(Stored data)
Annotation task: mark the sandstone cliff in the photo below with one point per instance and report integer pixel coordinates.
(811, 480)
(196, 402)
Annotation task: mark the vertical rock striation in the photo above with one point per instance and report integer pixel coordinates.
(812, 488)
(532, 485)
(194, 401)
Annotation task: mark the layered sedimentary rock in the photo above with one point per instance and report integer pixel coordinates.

Task directions
Return each entry from above without altering a single character.

Task answer
Annotation task: mark the sandstone cliff in the photo below with one point per instance and report integer pixel coordinates.
(811, 480)
(196, 402)
Annotation task: mark the vertical rock striation in the photo above with one point per instance and report integer pixel coordinates.
(812, 488)
(532, 485)
(194, 401)
Annotation task: mark the layered sedimentary rock in the photo above with one point per instance and report integer pixel coordinates.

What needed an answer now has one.